* **GIVEN TEXT**:
A set of post-treatment samples from a plasma-based pre-treatment process were analysed for gold, silver and platinum-group metals (PGMs). Standard laboratory digestion and atomic absorption analysis showed marked increases in detectable precious metals in plasma-treated material versus untreated fractions. Quality control results were within accepted limits. Findings indicate the plasma process can liberate precious metals that are otherwise locked in refractory host phases, producing multi‑fold increases in detected concentrations in this test series.

Sample handling and methods

  • Nine material splits were submitted; eight were analysed (one omitted by request).
  • Samples included original feed, magnetic and non‑magnetic separates, and tailings.
  • Laboratory digestion used iterative acid treatments (HCl/HNO3 with staged H2O2 additions) under controlled reflux; final extracts were analysed by atomic absorption with appropriate dilutions.
  • Blanks, spikes, duplicates and certified reference materials were run; recoveries and precision met laboratory acceptance criteria.

Key analytical observations

  • Magnetic fractions from plasma‑treated material contained the highest concentrations of precious metals across the dataset.

* **RECORDS SHOWN**:
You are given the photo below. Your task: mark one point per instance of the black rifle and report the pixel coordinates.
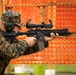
(39, 32)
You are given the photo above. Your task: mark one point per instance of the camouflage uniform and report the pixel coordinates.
(11, 48)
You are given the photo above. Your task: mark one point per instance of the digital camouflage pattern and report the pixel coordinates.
(16, 16)
(10, 51)
(11, 48)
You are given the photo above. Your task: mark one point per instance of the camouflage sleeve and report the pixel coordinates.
(13, 50)
(34, 49)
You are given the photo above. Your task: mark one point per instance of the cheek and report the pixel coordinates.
(16, 29)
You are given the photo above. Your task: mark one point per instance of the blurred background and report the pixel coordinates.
(60, 57)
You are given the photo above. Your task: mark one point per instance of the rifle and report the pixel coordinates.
(40, 31)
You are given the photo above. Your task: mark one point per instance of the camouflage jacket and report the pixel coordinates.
(11, 48)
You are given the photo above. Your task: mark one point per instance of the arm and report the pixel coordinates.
(13, 50)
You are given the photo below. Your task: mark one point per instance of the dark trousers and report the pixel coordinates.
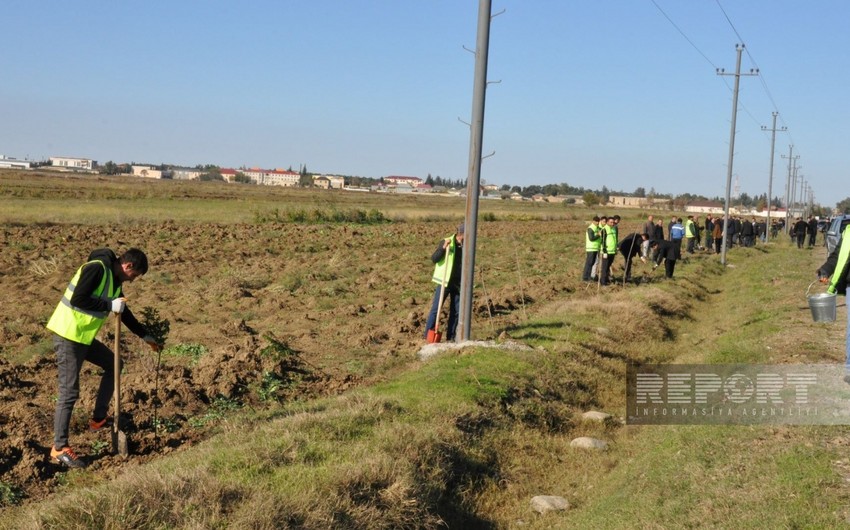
(605, 273)
(678, 243)
(451, 327)
(589, 261)
(69, 360)
(628, 276)
(669, 266)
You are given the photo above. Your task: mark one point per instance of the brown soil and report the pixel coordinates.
(284, 311)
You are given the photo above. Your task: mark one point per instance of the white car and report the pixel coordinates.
(833, 233)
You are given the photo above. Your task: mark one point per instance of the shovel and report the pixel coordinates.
(119, 438)
(434, 335)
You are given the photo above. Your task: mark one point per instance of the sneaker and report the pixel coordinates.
(66, 457)
(96, 425)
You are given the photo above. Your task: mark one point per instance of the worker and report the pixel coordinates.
(94, 292)
(631, 246)
(447, 260)
(669, 252)
(836, 272)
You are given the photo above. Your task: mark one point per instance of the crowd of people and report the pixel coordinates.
(658, 242)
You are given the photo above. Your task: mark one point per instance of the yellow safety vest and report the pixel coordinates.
(444, 267)
(82, 325)
(592, 245)
(610, 239)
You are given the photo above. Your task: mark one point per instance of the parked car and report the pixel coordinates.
(833, 234)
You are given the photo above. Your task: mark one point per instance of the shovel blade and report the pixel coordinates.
(119, 443)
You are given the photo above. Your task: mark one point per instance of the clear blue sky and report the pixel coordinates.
(590, 92)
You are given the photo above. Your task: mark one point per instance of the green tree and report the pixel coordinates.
(212, 173)
(590, 199)
(306, 179)
(110, 168)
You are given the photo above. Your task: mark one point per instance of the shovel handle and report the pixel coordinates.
(117, 377)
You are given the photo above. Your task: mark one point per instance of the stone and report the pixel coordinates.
(594, 415)
(549, 503)
(586, 442)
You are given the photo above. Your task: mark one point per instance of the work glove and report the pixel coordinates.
(154, 345)
(118, 305)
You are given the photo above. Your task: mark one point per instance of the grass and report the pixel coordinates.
(467, 438)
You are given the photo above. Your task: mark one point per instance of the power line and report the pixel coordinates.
(683, 34)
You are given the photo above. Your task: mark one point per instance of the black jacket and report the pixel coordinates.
(630, 246)
(666, 250)
(457, 264)
(90, 278)
(833, 267)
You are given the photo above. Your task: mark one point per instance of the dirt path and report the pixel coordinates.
(259, 314)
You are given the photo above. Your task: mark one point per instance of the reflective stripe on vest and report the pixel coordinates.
(610, 239)
(595, 245)
(840, 272)
(77, 324)
(444, 268)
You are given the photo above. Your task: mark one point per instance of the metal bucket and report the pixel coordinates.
(822, 306)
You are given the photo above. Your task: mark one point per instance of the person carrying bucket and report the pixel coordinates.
(836, 272)
(447, 261)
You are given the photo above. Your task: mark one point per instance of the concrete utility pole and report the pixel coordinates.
(794, 188)
(473, 180)
(791, 160)
(770, 180)
(739, 48)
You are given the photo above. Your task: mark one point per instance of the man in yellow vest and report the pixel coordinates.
(608, 249)
(836, 272)
(447, 259)
(592, 244)
(94, 292)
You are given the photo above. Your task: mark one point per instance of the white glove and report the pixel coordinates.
(154, 345)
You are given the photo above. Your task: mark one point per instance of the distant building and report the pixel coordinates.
(147, 172)
(409, 181)
(187, 173)
(273, 177)
(711, 207)
(14, 163)
(84, 164)
(229, 175)
(336, 183)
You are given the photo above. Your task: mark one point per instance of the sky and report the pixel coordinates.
(616, 93)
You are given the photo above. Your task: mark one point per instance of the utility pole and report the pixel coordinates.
(740, 49)
(794, 188)
(770, 180)
(791, 160)
(476, 138)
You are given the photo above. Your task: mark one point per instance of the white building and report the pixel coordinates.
(86, 164)
(147, 172)
(186, 173)
(14, 163)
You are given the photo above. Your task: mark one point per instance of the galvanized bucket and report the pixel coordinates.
(822, 305)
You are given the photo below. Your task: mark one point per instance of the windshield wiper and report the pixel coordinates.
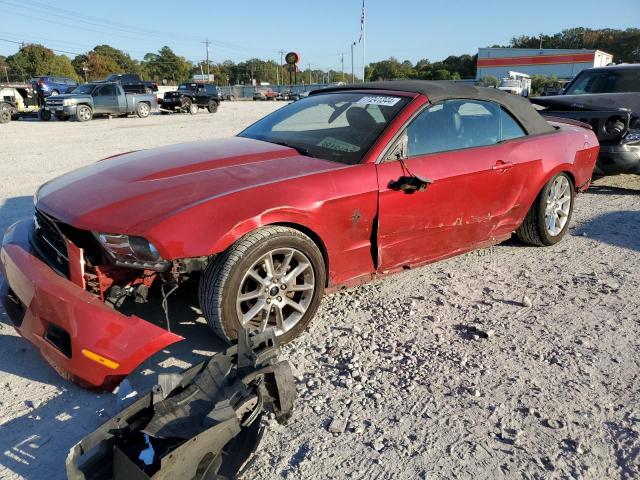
(300, 150)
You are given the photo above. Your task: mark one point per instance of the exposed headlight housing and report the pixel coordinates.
(632, 136)
(134, 252)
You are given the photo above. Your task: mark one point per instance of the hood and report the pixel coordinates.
(119, 193)
(65, 96)
(594, 101)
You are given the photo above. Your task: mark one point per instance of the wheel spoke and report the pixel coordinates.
(243, 297)
(279, 318)
(268, 265)
(253, 311)
(295, 305)
(301, 288)
(302, 266)
(253, 274)
(286, 262)
(265, 318)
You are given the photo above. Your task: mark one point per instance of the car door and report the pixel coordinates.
(105, 100)
(455, 148)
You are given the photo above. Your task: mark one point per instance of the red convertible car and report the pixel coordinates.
(331, 191)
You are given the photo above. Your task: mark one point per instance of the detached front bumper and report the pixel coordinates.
(67, 111)
(82, 338)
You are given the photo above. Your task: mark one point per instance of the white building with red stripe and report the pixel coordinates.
(563, 63)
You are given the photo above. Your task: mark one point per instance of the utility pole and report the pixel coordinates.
(206, 43)
(281, 52)
(352, 71)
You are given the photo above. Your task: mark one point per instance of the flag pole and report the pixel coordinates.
(364, 40)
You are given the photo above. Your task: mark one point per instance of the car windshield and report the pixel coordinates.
(86, 88)
(606, 81)
(340, 126)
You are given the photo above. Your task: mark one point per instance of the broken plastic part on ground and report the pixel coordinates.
(205, 423)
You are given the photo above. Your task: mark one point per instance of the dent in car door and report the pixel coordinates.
(105, 100)
(461, 208)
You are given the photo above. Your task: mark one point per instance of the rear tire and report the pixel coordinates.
(227, 277)
(84, 113)
(143, 110)
(548, 219)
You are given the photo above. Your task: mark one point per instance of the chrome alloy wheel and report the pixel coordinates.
(558, 205)
(84, 113)
(276, 291)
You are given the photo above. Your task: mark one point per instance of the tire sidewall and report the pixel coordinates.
(229, 319)
(546, 238)
(79, 117)
(143, 110)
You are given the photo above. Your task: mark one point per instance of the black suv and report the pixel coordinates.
(190, 97)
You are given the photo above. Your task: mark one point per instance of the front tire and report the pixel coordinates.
(273, 277)
(548, 219)
(143, 110)
(84, 113)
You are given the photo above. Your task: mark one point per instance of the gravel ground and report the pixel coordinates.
(509, 362)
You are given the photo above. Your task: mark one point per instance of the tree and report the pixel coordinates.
(36, 60)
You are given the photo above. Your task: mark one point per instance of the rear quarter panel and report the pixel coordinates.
(570, 149)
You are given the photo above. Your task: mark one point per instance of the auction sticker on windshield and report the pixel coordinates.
(382, 100)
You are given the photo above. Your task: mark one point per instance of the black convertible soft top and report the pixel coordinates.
(518, 106)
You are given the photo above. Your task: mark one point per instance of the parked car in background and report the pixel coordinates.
(264, 94)
(99, 98)
(190, 97)
(7, 110)
(19, 100)
(607, 99)
(132, 83)
(50, 85)
(334, 190)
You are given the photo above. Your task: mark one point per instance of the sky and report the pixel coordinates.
(320, 31)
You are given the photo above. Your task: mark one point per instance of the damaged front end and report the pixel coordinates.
(62, 293)
(203, 424)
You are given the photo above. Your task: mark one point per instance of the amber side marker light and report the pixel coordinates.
(100, 359)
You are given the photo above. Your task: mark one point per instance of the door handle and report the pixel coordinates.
(501, 165)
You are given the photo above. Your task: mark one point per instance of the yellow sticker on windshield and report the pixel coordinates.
(382, 100)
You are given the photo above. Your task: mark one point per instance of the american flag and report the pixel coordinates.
(361, 23)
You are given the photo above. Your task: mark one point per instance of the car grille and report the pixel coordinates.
(49, 243)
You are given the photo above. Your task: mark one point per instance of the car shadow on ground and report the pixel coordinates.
(620, 229)
(35, 443)
(612, 190)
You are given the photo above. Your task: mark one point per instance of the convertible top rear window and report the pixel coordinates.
(340, 127)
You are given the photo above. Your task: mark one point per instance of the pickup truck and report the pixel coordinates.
(132, 83)
(100, 98)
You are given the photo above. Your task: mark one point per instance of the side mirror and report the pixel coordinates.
(400, 149)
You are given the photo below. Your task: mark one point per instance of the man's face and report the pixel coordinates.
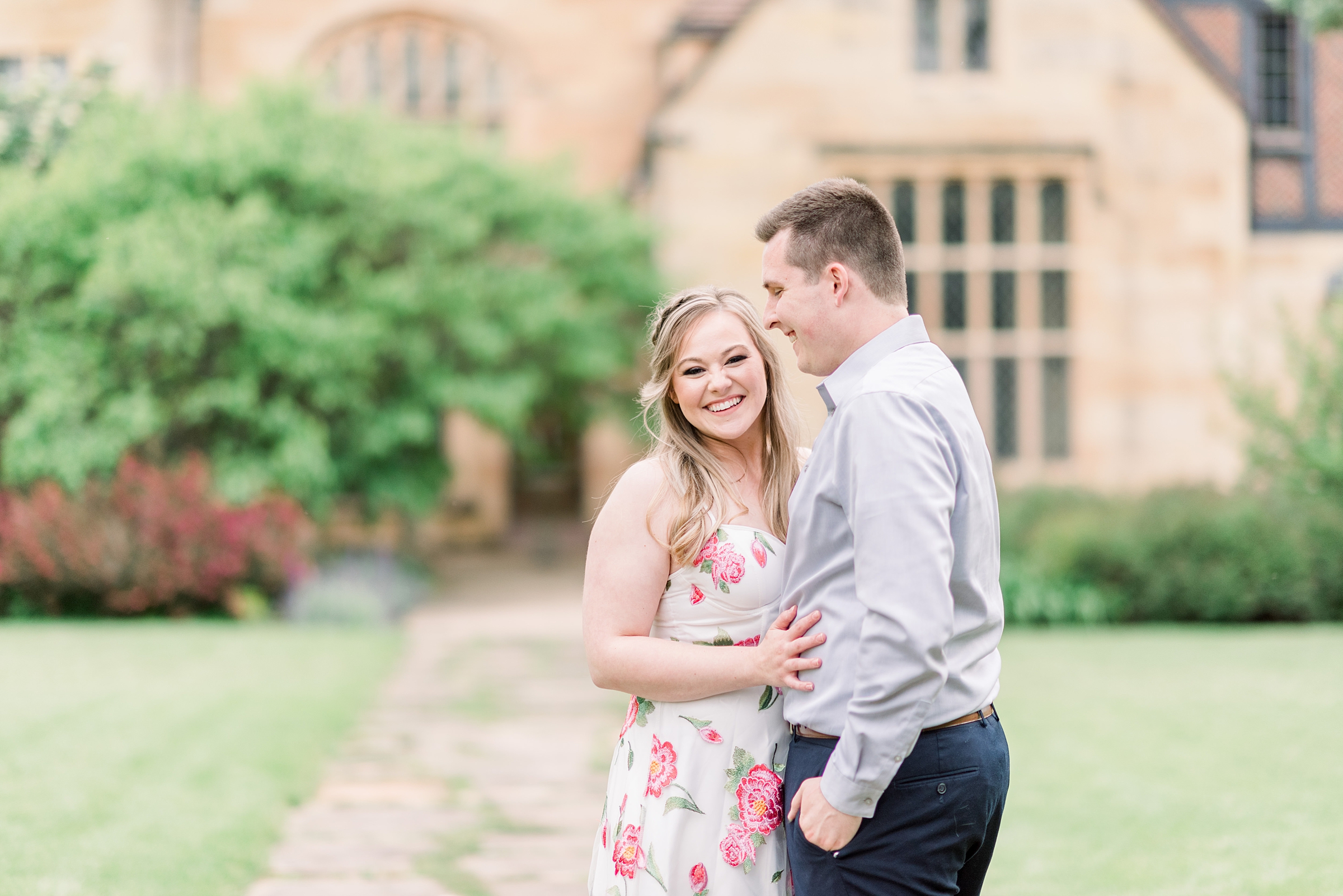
(798, 308)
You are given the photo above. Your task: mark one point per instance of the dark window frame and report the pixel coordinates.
(1276, 50)
(927, 35)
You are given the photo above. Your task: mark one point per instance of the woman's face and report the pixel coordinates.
(719, 378)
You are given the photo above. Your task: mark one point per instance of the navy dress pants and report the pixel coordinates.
(934, 829)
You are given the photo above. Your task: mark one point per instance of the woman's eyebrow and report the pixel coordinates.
(729, 351)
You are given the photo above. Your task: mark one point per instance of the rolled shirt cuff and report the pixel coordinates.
(849, 797)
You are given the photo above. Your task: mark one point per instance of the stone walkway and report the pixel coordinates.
(481, 769)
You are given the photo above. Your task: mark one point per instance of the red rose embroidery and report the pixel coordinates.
(736, 846)
(661, 766)
(630, 715)
(699, 878)
(629, 856)
(760, 800)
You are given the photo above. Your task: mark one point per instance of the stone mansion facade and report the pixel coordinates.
(1109, 206)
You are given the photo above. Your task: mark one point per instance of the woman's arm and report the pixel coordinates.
(625, 580)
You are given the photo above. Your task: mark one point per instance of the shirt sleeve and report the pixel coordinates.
(896, 474)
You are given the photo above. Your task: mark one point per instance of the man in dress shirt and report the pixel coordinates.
(898, 767)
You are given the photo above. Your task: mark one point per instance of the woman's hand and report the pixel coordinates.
(778, 655)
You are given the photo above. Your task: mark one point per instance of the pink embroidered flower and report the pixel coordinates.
(630, 715)
(699, 879)
(729, 565)
(760, 800)
(628, 855)
(710, 549)
(661, 766)
(736, 846)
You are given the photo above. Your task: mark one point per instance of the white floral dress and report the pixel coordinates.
(695, 797)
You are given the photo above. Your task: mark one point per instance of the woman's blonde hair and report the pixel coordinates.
(700, 490)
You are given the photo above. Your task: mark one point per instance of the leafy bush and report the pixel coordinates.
(299, 294)
(147, 541)
(1173, 556)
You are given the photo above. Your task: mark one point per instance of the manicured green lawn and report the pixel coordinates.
(1173, 762)
(159, 758)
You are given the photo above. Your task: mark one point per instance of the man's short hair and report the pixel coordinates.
(841, 220)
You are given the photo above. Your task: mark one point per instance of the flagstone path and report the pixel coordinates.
(480, 770)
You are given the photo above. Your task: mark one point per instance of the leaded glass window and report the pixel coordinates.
(1004, 201)
(927, 35)
(977, 35)
(1053, 213)
(1053, 299)
(1276, 82)
(903, 210)
(1005, 299)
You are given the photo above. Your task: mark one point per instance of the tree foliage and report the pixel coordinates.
(299, 294)
(1321, 15)
(1299, 446)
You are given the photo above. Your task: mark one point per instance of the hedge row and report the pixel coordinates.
(1172, 556)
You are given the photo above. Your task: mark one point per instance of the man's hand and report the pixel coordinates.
(823, 824)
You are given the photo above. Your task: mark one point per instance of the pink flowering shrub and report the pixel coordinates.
(148, 541)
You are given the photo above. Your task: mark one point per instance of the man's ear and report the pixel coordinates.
(838, 282)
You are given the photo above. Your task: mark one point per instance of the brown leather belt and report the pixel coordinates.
(804, 732)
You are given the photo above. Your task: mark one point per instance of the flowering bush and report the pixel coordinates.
(148, 540)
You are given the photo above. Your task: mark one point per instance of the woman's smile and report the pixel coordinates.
(727, 404)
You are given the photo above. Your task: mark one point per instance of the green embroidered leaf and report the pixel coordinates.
(653, 871)
(682, 803)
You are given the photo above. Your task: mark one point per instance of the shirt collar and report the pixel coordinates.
(847, 378)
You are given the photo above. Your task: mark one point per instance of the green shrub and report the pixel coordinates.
(299, 294)
(1173, 556)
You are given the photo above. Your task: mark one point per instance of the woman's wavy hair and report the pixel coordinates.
(702, 493)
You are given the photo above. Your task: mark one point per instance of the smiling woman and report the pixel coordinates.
(684, 574)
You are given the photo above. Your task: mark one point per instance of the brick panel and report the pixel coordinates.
(1279, 191)
(1219, 26)
(1328, 122)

* **WORK TO DO**:
(A) Transcribe the stretch from "Key analytical observations" through "across the dataset." of the precious-metals report.
(B) Using the precious-metals report, decide whether each statement agrees with it, answering yes or no and quoting the words that settle it.
(i) All nine material splits were analysed.
(ii) Final extracts were measured by atomic absorption.
(iii) Quality control results fell outside accepted limits.
(C) Resume the precious-metals report from its final bullet point.
The material after the precious-metals report is separate from it.

* **THE RESPONSES**:
(A)
Key analytical observations

  • Magnetic fractions from plasma‑treated material contained the highest concentrations of precious metals across the dataset.

(B)
(i) No: "Nine material splits were submitted; eight were analysed (one omitted by request)."
(ii) Yes: "final extracts were analysed by atomic absorption with appropriate dilutions."
(iii) No: "Quality control results were within accepted limits."

(C)
  • Example ranges (rounded): gold tens of ppm (e.g., ~12–25 ppm), silver tens of ppm to ~60 ppm, and elevated values for several PGMs.
  • Non‑magnetic fractions retained measurable gold and PGMs but generally at lower or more variable levels.
  • Tailings exhibited negligible precious metal concentrations (at or below detection limits).
  • Some sample duplicates showed expected analytical repeatability; CRM and spike recoveries were within ±10% (or tighter where certified), supporting data reliability.

Magnitude of enrichment attributable to plasma pre-treatment

  • Relative increases in detected precious metals in certain processed fractions versus the untreated head material exceeded several hundred percent in some cases (reported up to >500% for individual analytes in this study).
  • Enrichment was most prominent in the magnetic separates, indicating that the plasma treatment altered the host phase(s) so metals became measurable in acid digestions that previously under‑reported them.

Interpretation of mechanisms

  • The pattern of results is consistent with liberation of metals that were previously encapsulated in refractory mineral matrices (e.g., sulfides, silicates, tellurides, or other complex phases).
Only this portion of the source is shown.